• [GIVEN INSTRUCTION] Which lines in the rows below contain the word "floor"? Pick out each one and copy it in full, and count only matches with the same uppercase and lowercase letters.

★ ★ ★

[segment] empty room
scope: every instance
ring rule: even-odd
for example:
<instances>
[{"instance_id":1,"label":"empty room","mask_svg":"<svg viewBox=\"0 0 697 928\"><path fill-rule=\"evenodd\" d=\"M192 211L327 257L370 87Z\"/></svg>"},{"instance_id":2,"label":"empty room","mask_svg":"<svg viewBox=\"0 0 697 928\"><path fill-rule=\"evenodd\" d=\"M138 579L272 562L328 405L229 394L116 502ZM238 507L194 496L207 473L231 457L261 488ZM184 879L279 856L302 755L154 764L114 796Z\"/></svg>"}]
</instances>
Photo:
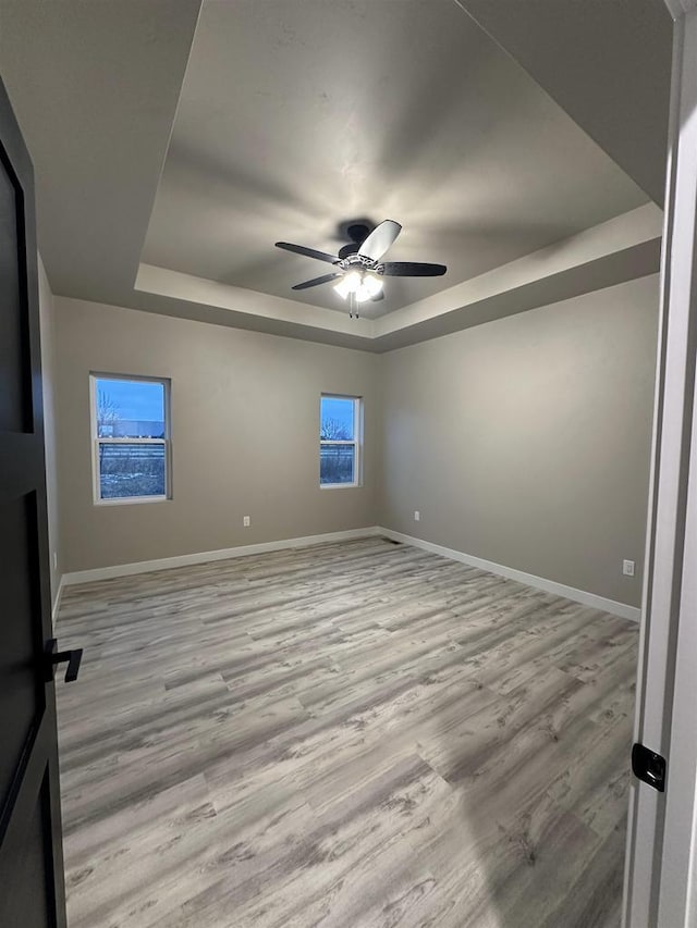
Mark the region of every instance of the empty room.
<instances>
[{"instance_id":1,"label":"empty room","mask_svg":"<svg viewBox=\"0 0 697 928\"><path fill-rule=\"evenodd\" d=\"M3 928L692 924L695 61L0 0Z\"/></svg>"}]
</instances>

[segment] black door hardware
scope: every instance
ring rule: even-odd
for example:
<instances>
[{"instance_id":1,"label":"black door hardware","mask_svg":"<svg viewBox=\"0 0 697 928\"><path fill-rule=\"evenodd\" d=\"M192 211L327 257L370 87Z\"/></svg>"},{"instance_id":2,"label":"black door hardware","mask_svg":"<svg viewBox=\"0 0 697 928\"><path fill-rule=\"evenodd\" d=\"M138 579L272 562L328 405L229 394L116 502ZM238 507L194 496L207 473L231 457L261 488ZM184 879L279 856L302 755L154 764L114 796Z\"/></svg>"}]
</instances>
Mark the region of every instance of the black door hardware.
<instances>
[{"instance_id":1,"label":"black door hardware","mask_svg":"<svg viewBox=\"0 0 697 928\"><path fill-rule=\"evenodd\" d=\"M665 792L665 757L643 744L635 744L632 748L632 772L659 793Z\"/></svg>"},{"instance_id":2,"label":"black door hardware","mask_svg":"<svg viewBox=\"0 0 697 928\"><path fill-rule=\"evenodd\" d=\"M68 661L68 669L65 670L65 682L72 683L74 680L77 680L77 672L80 670L80 661L83 659L83 648L74 647L72 651L58 651L58 642L54 638L50 639L50 641L46 645L47 652L47 679L51 680L56 673L56 665L63 664Z\"/></svg>"}]
</instances>

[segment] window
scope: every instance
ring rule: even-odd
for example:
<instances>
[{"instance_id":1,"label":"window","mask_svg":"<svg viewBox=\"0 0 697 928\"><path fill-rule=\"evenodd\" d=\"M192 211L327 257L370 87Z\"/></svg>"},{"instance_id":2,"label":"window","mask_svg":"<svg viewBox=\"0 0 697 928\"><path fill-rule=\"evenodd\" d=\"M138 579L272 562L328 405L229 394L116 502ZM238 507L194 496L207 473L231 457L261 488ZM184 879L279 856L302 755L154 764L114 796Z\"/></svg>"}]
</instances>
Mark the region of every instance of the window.
<instances>
[{"instance_id":1,"label":"window","mask_svg":"<svg viewBox=\"0 0 697 928\"><path fill-rule=\"evenodd\" d=\"M319 404L319 485L360 483L360 399L322 396Z\"/></svg>"},{"instance_id":2,"label":"window","mask_svg":"<svg viewBox=\"0 0 697 928\"><path fill-rule=\"evenodd\" d=\"M169 381L91 374L95 503L167 499Z\"/></svg>"}]
</instances>

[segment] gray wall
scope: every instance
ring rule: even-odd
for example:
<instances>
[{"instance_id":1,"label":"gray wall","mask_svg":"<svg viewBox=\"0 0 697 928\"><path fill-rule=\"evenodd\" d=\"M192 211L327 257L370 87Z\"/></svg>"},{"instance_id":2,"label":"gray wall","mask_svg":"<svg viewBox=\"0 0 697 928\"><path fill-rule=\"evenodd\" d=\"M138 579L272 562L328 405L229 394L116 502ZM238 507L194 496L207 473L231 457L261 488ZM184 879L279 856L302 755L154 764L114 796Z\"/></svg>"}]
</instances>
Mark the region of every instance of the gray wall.
<instances>
[{"instance_id":1,"label":"gray wall","mask_svg":"<svg viewBox=\"0 0 697 928\"><path fill-rule=\"evenodd\" d=\"M65 572L375 524L379 357L60 297L56 330ZM173 499L94 505L90 371L171 378ZM322 392L364 397L362 487L319 488Z\"/></svg>"},{"instance_id":2,"label":"gray wall","mask_svg":"<svg viewBox=\"0 0 697 928\"><path fill-rule=\"evenodd\" d=\"M51 601L56 604L60 577L62 571L61 552L59 546L58 520L58 470L56 456L56 364L53 331L53 296L44 270L41 257L39 267L39 327L41 337L41 371L44 398L44 432L46 442L46 493L48 497L48 544L51 561Z\"/></svg>"},{"instance_id":3,"label":"gray wall","mask_svg":"<svg viewBox=\"0 0 697 928\"><path fill-rule=\"evenodd\" d=\"M387 355L381 524L639 605L658 305L652 275Z\"/></svg>"}]
</instances>

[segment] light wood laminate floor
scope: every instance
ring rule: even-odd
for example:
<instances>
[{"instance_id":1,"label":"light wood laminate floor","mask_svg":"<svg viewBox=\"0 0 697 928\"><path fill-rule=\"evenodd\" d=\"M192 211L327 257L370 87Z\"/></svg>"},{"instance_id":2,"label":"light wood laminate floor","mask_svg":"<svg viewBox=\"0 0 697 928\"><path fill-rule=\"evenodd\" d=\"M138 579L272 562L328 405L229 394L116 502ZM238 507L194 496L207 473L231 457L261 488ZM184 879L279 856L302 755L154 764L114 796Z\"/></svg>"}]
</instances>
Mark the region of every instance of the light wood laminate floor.
<instances>
[{"instance_id":1,"label":"light wood laminate floor","mask_svg":"<svg viewBox=\"0 0 697 928\"><path fill-rule=\"evenodd\" d=\"M366 539L58 631L71 928L619 926L636 624Z\"/></svg>"}]
</instances>

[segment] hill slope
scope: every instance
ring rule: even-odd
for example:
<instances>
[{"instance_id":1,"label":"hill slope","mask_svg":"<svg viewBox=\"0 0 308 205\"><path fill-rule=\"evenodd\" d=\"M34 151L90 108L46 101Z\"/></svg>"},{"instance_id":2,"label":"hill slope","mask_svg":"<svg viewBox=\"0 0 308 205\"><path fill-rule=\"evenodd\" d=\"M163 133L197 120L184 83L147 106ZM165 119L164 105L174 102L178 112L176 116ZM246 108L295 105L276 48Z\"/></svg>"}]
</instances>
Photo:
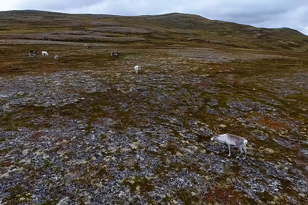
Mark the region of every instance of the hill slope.
<instances>
[{"instance_id":1,"label":"hill slope","mask_svg":"<svg viewBox=\"0 0 308 205\"><path fill-rule=\"evenodd\" d=\"M120 16L34 10L0 12L0 38L84 42L218 44L306 50L307 36L289 28L265 29L197 15Z\"/></svg>"}]
</instances>

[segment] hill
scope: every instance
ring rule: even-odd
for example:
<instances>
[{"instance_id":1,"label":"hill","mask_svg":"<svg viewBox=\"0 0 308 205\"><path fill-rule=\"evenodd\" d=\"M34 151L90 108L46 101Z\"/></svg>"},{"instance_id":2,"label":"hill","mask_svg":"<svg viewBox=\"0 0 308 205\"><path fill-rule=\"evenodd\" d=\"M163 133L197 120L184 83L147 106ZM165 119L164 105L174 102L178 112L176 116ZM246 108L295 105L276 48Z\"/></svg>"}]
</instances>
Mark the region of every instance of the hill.
<instances>
[{"instance_id":1,"label":"hill","mask_svg":"<svg viewBox=\"0 0 308 205\"><path fill-rule=\"evenodd\" d=\"M307 36L289 28L266 29L197 15L120 16L35 10L0 12L0 38L82 42L223 45L306 50Z\"/></svg>"},{"instance_id":2,"label":"hill","mask_svg":"<svg viewBox=\"0 0 308 205\"><path fill-rule=\"evenodd\" d=\"M0 29L1 205L308 204L305 35L177 13Z\"/></svg>"}]
</instances>

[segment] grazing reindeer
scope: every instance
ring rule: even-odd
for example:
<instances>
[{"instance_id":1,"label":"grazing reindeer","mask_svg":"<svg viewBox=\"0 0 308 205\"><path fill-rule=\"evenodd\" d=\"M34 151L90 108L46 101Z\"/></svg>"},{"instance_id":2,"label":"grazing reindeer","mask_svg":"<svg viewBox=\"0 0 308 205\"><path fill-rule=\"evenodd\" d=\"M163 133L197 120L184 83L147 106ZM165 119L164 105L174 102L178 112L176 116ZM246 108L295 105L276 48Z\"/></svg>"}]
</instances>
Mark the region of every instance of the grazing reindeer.
<instances>
[{"instance_id":1,"label":"grazing reindeer","mask_svg":"<svg viewBox=\"0 0 308 205\"><path fill-rule=\"evenodd\" d=\"M30 53L29 53L29 56L30 57L34 57L36 56L36 51L30 51Z\"/></svg>"},{"instance_id":2,"label":"grazing reindeer","mask_svg":"<svg viewBox=\"0 0 308 205\"><path fill-rule=\"evenodd\" d=\"M112 57L118 57L120 55L120 51L117 51L115 53L112 53L111 55L112 56Z\"/></svg>"},{"instance_id":3,"label":"grazing reindeer","mask_svg":"<svg viewBox=\"0 0 308 205\"><path fill-rule=\"evenodd\" d=\"M242 154L244 152L245 156L244 156L243 159L246 159L246 154L247 153L246 146L248 143L248 141L244 139L243 137L229 133L226 133L224 135L218 135L217 133L216 133L215 136L211 137L211 140L217 141L220 143L227 144L228 146L229 149L229 154L228 154L229 156L231 156L230 146L233 146L234 147L238 148L241 152L240 155L238 156L236 158L239 158L242 155Z\"/></svg>"},{"instance_id":4,"label":"grazing reindeer","mask_svg":"<svg viewBox=\"0 0 308 205\"><path fill-rule=\"evenodd\" d=\"M42 56L48 56L47 51L42 51Z\"/></svg>"},{"instance_id":5,"label":"grazing reindeer","mask_svg":"<svg viewBox=\"0 0 308 205\"><path fill-rule=\"evenodd\" d=\"M138 69L139 69L139 66L135 66L135 72L136 72L136 74L138 74Z\"/></svg>"}]
</instances>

★ ★ ★

• [SOLUTION TO THE PROBLEM]
[segment] light wood laminate floor
[{"instance_id":1,"label":"light wood laminate floor","mask_svg":"<svg viewBox=\"0 0 697 928\"><path fill-rule=\"evenodd\" d=\"M192 211L327 257L370 87Z\"/></svg>"},{"instance_id":2,"label":"light wood laminate floor","mask_svg":"<svg viewBox=\"0 0 697 928\"><path fill-rule=\"evenodd\" d=\"M138 579L272 562L328 405L229 394L116 502ZM238 507L194 496L207 473L231 457L261 488ZM184 879L279 856L302 755L154 764L114 796Z\"/></svg>"}]
Mark the region of every instance of the light wood laminate floor.
[{"instance_id":1,"label":"light wood laminate floor","mask_svg":"<svg viewBox=\"0 0 697 928\"><path fill-rule=\"evenodd\" d=\"M366 539L58 631L71 928L619 926L636 624Z\"/></svg>"}]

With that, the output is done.